-- What you should do --
Look through the data below for the line with "spot the silver belt buckle." and the line with "spot the fence post.", then output those two and all lines in between, exactly as written.

-- Excerpted data --
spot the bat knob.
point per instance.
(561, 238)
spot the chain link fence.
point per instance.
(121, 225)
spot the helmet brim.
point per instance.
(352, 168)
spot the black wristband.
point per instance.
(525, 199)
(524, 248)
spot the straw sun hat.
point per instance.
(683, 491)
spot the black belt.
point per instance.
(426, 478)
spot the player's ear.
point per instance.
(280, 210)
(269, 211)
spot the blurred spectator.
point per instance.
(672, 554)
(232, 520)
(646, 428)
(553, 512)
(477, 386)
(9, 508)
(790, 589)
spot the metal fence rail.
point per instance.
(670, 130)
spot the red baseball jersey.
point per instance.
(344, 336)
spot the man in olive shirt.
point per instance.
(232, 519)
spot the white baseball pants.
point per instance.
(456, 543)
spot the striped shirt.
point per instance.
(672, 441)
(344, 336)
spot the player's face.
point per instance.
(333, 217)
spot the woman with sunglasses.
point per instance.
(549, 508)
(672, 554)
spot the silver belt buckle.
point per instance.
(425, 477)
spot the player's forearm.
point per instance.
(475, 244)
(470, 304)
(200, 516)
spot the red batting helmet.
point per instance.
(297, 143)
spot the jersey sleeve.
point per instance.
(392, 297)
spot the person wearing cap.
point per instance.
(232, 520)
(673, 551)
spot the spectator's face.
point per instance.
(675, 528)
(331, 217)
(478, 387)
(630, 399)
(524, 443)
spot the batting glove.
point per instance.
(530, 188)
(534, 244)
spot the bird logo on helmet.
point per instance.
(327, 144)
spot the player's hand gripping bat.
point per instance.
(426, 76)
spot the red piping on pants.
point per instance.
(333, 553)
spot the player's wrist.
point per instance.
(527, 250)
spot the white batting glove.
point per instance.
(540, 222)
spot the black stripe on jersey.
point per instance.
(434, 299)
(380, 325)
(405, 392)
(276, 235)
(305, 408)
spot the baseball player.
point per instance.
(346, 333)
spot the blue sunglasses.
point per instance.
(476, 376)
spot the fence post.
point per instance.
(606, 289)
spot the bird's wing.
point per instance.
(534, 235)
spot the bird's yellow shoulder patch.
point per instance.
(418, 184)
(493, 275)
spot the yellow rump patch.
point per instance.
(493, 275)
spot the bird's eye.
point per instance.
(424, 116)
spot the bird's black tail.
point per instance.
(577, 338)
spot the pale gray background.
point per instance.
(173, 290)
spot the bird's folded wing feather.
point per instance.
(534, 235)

-- Answer to this task --
spot the silver belt buckle.
point per instance.
(425, 477)
spot the player's forearm.
point per instance.
(475, 244)
(470, 304)
(200, 516)
spot the red batting helmet.
point per instance.
(297, 143)
spot the jersey sleeve.
point per instance.
(392, 297)
spot the person wearing cap.
point per instance.
(232, 520)
(673, 551)
spot the spectator's face.
point per instance.
(675, 528)
(331, 217)
(478, 387)
(630, 399)
(524, 443)
spot the batting glove.
point per instance.
(530, 188)
(534, 244)
spot the bird logo on helmet.
point per instance.
(327, 144)
spot the player's hand gripping bat.
point per instance.
(426, 76)
spot the red piping on pants.
point per instance.
(333, 553)
spot the player's wrist.
point per instance.
(527, 250)
spot the white batting glove.
point per instance.
(540, 222)
spot the black stripe on jersey.
point per instance.
(434, 299)
(380, 325)
(405, 392)
(276, 235)
(305, 408)
spot the baseball player.
point per instance.
(346, 333)
spot the blue sunglasses.
point per instance.
(476, 376)
spot the fence post.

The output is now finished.